Siamo state invitate a intervenire come associazione al tavolo di confronto “Ora parliamo di aborto. Storia, evoluzione e problemi di un diritto sempre sotto attacco”.
L’evento è stato organizzato dalle Donne RossoVerdi (Europa Verde + Sansa, Linea Condivisa, Possibile e Sinistra Italiana) e ha coinvolto molte associazioni attive sul territorio ligure. Alcune storiche, come UDI e AIED, altre più di recente fondazione, per una pluralità di opinioni.
L’intervento di UDI Genova a Ora parliamo di aborto
Buon pomeriggio, sono molto onorata di essere qui a rappresentare la mia associazione, UDI Genova, per parlare di una tematica così delicata e sensibile come l’aborto.
UDI non ha bisogno di presentazioni: è stata in prima linea per tutti gli anni 70 e anche prima per ottenere la legge sull’aborto, la 194, e si è sempre spesa a favore delle donne che avevano bisogno di accedere a questa pratica, convinta e certa che l’accesso all’aborto legale sia un diritto che tutela prima di tutto l’autodeterminazione della donna e che debba essere una pratica legale e sicura per la tutela e la salute delle donne. Mi piace ricordare uno slogan degli anni ‘70: “aborto libero per non morire contraccezione per non abortire”.
Questo è questa frase secondo me rappresenta bene l’approccio con cui UDI si è dedicata alla costruzione della 194, una legge che vuole tutelare la salute delle donne, la loro autodeterminazione ma anche la maternità – tutti diritti delle donne inalienabili.
Offre però anche un’idea di maternità consapevole, scelta, pianificata, ben lontana dalle troppe storie di donne degli anni ’60 e ’70, condannate per essersi sottoposte a un aborto clandestino all’ennesima gravidanza. Sono storie terribili che ci fanno da monito perché non si retroceda di un passo sulla 194.
Questa legge è stata frutto di tanti anni di discussione e di compromesso, un termine a mio parere che deve essere rivisto in un’accezione non negativa, laddove è stato possibile.
Basti pensare che nel 1976 cade il V governo Moro sull’impossibilità di trovare un accordo per una legge sull’aborto equa, con le parti cattoliche che spingono perché rimanga un reato in ogni caso, e che la discussione vera e propria si aprì solo a seguito del disastro ambientale della ICMESA di Seveso, con migliaia di donne incinte che rischiavano complicazioni e malformazioni dei feti a causa dell’intossicazione.

++++++++++

### Consegna
Rispondi per favore a queste domande sul testo dedicato all'aborto.
(a) Chi ha organizzato il tavolo di confronto?
(b) Quale associazione rappresenta chi interviene?
(c) Quale governo cade nel 1976?

++++++++++

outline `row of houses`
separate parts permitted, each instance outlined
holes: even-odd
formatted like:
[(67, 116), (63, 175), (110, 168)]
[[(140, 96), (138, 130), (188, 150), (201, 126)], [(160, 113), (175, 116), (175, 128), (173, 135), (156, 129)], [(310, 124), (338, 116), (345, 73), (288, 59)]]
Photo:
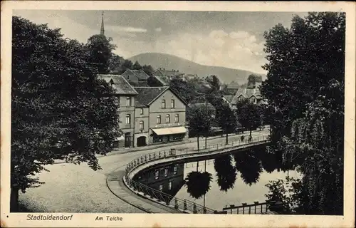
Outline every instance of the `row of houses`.
[(119, 107), (119, 147), (140, 147), (188, 137), (186, 102), (168, 86), (132, 86), (124, 76), (100, 75), (115, 89)]

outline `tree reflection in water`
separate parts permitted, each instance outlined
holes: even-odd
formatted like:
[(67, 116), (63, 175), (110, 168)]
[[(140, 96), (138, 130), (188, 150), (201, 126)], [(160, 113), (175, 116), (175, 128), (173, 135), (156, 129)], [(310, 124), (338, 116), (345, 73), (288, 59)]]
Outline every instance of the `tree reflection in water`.
[(192, 171), (185, 178), (187, 191), (195, 199), (199, 199), (210, 190), (211, 174), (208, 172)]
[(246, 185), (256, 184), (262, 172), (261, 162), (253, 150), (246, 150), (234, 155), (236, 168), (241, 172), (241, 177)]
[(230, 155), (215, 158), (214, 167), (216, 171), (217, 182), (221, 191), (227, 192), (234, 187), (236, 180), (236, 170), (231, 162), (232, 157)]

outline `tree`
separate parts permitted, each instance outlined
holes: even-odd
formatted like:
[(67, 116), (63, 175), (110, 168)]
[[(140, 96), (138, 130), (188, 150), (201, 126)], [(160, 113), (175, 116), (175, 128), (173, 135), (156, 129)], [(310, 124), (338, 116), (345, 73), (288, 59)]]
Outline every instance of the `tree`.
[(119, 74), (122, 73), (121, 65), (125, 60), (122, 57), (113, 54), (109, 59), (108, 72)]
[(112, 89), (99, 80), (85, 46), (12, 18), (11, 211), (19, 192), (39, 186), (36, 173), (56, 159), (100, 168), (120, 136)]
[(145, 71), (145, 73), (146, 73), (149, 76), (152, 76), (153, 72), (155, 71), (151, 65), (147, 66), (146, 64), (142, 66), (142, 71)]
[[(345, 76), (345, 13), (295, 16), (290, 28), (278, 24), (264, 33), (268, 71), (261, 94), (278, 112), (272, 134), (290, 135), (292, 123), (330, 79)], [(293, 100), (293, 102), (290, 102)]]
[(305, 189), (300, 179), (287, 176), (285, 181), (281, 179), (270, 181), (266, 187), (268, 188), (268, 194), (265, 195), (267, 199), (282, 203), (280, 213), (304, 214), (302, 199), (304, 198)]
[(189, 103), (197, 95), (192, 83), (174, 78), (169, 81), (169, 86), (174, 89), (187, 103)]
[(142, 67), (141, 65), (137, 61), (135, 61), (134, 65), (132, 65), (132, 70), (141, 70)]
[(237, 120), (241, 125), (250, 131), (261, 125), (261, 115), (257, 105), (250, 103), (247, 99), (240, 100), (235, 110)]
[(221, 83), (220, 83), (220, 80), (216, 76), (211, 76), (206, 77), (206, 82), (209, 84), (211, 87), (211, 92), (213, 93), (217, 93), (220, 91), (220, 86)]
[(110, 43), (112, 39), (104, 35), (94, 35), (88, 39), (86, 47), (89, 52), (88, 61), (95, 66), (99, 73), (109, 72), (110, 60), (115, 46)]
[(343, 214), (345, 32), (345, 13), (323, 12), (264, 34), (272, 145), (298, 161), (308, 214)]
[(187, 113), (188, 129), (189, 134), (197, 136), (198, 150), (199, 150), (199, 137), (207, 136), (213, 123), (213, 113), (208, 105), (192, 105)]
[(256, 184), (262, 172), (261, 161), (253, 151), (241, 151), (234, 155), (236, 170), (240, 172), (244, 182), (248, 185)]
[(121, 72), (120, 73), (124, 73), (127, 70), (132, 69), (132, 62), (128, 59), (125, 59), (122, 64), (121, 65)]
[(231, 162), (232, 157), (228, 155), (215, 158), (214, 162), (218, 177), (218, 185), (220, 187), (220, 190), (224, 192), (234, 187), (236, 180), (236, 170)]
[(199, 199), (210, 190), (211, 174), (208, 172), (192, 171), (185, 178), (187, 191), (195, 199)]

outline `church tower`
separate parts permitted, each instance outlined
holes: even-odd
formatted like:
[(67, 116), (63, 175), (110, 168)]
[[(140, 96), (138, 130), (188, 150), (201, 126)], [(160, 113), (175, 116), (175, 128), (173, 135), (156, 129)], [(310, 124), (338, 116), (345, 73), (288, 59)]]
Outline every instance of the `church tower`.
[(104, 36), (104, 11), (103, 11), (102, 14), (102, 18), (101, 18), (101, 28), (100, 28), (100, 35)]

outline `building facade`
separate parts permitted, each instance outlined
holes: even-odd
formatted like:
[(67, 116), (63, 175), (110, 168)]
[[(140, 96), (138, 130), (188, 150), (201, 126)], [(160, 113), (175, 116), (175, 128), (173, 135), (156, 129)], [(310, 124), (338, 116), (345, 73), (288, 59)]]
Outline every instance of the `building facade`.
[(115, 96), (119, 108), (119, 127), (123, 134), (117, 138), (115, 147), (130, 147), (134, 146), (135, 135), (135, 103), (137, 92), (122, 76), (117, 75), (99, 75), (115, 88)]
[(142, 70), (126, 70), (122, 77), (132, 86), (147, 86), (150, 76)]
[[(135, 89), (138, 93), (136, 113), (143, 113), (135, 118), (142, 129), (137, 135), (141, 138), (136, 137), (137, 146), (182, 140), (188, 137), (185, 128), (187, 103), (176, 93), (169, 87)], [(144, 138), (145, 143), (142, 143)]]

++++++++++

### Esercizio svolto
(a) Le Donne RossoVerdi (Europa Verde + Sansa, Linea Condivisa, Possibile e Sinistra Italiana).
(b) UDI Genova.
(c) Il V governo Moro.